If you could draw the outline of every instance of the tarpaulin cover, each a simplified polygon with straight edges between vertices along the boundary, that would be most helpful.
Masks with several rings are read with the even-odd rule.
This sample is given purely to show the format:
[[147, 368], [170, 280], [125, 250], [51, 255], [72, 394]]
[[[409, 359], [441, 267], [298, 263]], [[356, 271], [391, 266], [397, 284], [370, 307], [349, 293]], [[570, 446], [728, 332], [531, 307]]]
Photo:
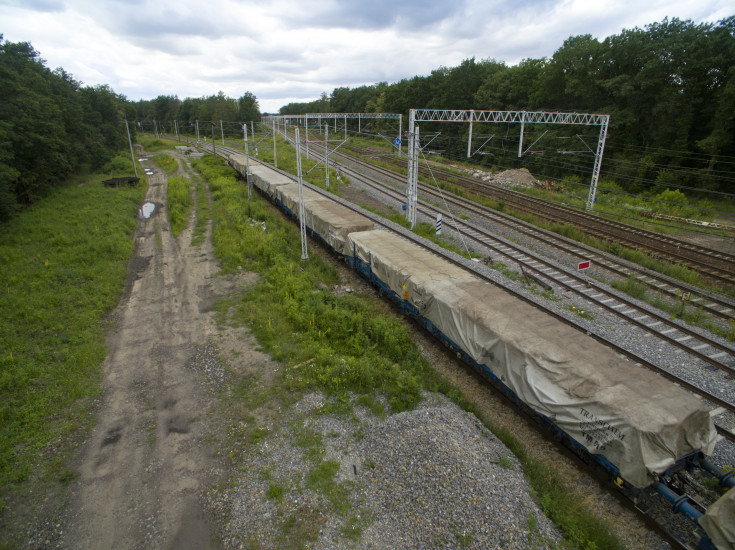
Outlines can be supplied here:
[[637, 487], [678, 459], [711, 454], [707, 408], [541, 310], [385, 231], [352, 233], [350, 247], [524, 403]]
[[[311, 201], [322, 201], [324, 195], [320, 195], [316, 191], [312, 191], [308, 187], [303, 188], [304, 205]], [[288, 185], [279, 185], [273, 187], [273, 198], [280, 200], [286, 208], [291, 210], [298, 217], [299, 215], [299, 184], [290, 183]]]
[[[245, 175], [245, 155], [233, 153], [230, 155], [230, 162], [238, 172]], [[291, 184], [293, 180], [272, 168], [253, 162], [251, 159], [250, 182], [267, 195], [273, 196], [273, 190], [276, 186]]]
[[[304, 212], [306, 225], [340, 254], [349, 252], [347, 239], [350, 233], [373, 228], [369, 218], [329, 199], [309, 201]], [[298, 215], [298, 208], [296, 213]]]
[[719, 550], [735, 549], [735, 489], [730, 488], [707, 508], [699, 524]]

══════

• **What the task requires**:
The required reply is the count of lines in the entries above where the string "with" appears, and nothing more.

• **Exercise output**:
2